> Task instructions: Rewrite the data below, replacing each occurrence of "Place one marker" with "Put a single marker" and leaving everything else unchanged.

> Dataset extract:
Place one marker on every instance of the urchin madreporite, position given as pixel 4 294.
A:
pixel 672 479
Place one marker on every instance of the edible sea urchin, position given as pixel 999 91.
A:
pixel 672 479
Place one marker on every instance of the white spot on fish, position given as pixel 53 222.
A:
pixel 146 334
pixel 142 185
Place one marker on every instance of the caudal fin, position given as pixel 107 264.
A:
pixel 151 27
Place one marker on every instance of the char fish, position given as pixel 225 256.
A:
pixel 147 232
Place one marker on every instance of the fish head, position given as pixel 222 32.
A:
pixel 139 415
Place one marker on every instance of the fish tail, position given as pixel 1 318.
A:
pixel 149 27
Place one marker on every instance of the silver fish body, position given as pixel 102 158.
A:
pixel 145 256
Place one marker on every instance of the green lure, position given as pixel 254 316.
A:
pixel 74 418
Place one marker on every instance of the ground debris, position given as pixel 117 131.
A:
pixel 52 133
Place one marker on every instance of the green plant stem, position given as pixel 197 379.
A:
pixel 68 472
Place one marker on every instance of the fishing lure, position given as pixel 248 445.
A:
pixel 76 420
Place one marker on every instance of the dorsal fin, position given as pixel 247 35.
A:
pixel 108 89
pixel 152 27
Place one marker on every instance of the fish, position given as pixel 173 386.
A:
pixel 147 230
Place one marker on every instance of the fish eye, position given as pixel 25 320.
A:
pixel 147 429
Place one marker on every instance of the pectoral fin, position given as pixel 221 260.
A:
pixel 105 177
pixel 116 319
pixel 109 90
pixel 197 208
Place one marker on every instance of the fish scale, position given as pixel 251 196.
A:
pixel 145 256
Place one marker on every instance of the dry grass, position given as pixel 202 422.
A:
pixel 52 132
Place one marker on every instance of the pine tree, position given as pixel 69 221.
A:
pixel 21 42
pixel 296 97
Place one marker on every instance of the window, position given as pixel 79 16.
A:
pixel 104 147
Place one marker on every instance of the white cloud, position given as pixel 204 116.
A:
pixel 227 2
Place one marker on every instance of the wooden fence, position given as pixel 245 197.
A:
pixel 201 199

> Complete output:
Put a single marker on every instance of the urchin madreporite, position given as pixel 4 294.
A:
pixel 672 479
Put a single marker on every instance of the edible sea urchin, position given as pixel 999 91.
A:
pixel 672 479
Put a single marker on every instance of the white spot on fish, position given as pixel 53 222.
A:
pixel 146 334
pixel 142 185
Put a single marker on every instance of the caudal fin, position given as pixel 107 264.
A:
pixel 151 27
Put a single marker on every instance of the char fish, position given as pixel 225 256.
A:
pixel 147 232
Put a single marker on every instance of the fish head, position given as pixel 222 32.
A:
pixel 139 415
Put a single marker on every instance of the fish tail, position given as pixel 1 318.
A:
pixel 149 27
Put a single marker on every instance of the silver fish body, position given as pixel 102 158.
A:
pixel 145 256
Put a single marker on every instance of the green lure, position given as pixel 254 316.
A:
pixel 74 418
Put a single marker on every instance of the ground debris, position given as pixel 117 131.
A:
pixel 52 133
Put a single marker on every instance of the green plant stem, position given as pixel 197 379.
A:
pixel 68 472
Put a single marker on every instance of the fishing lure, position given as pixel 248 445.
A:
pixel 76 420
Put a single marker on every instance of the dorsal fin, position given as pixel 247 35.
A:
pixel 108 89
pixel 152 27
Put a single marker on every instance of the fish, position given as pixel 173 386.
A:
pixel 147 230
Put a single marker on every instance of the fish eye, position given as pixel 25 320.
A:
pixel 147 429
Put a single marker on every instance of the pectoral fin, position given as pixel 221 260.
A:
pixel 105 177
pixel 116 319
pixel 109 90
pixel 197 208
Put a single marker on every instance of the fish scale, position given as pixel 251 196.
A:
pixel 145 256
Put a single marker on every instance of the dry grass, position given as pixel 202 422.
A:
pixel 52 132
Put a single marker on every instance of the pine tree, position given as pixel 69 221.
A:
pixel 21 42
pixel 296 97
Put a single marker on every instance of the window, position given as pixel 79 16.
A:
pixel 104 147
Put a single marker on every instance of the white cloud, position given as pixel 204 116.
A:
pixel 227 2
Put a single marker on every instance of the wooden fence, position given as pixel 245 197.
A:
pixel 201 199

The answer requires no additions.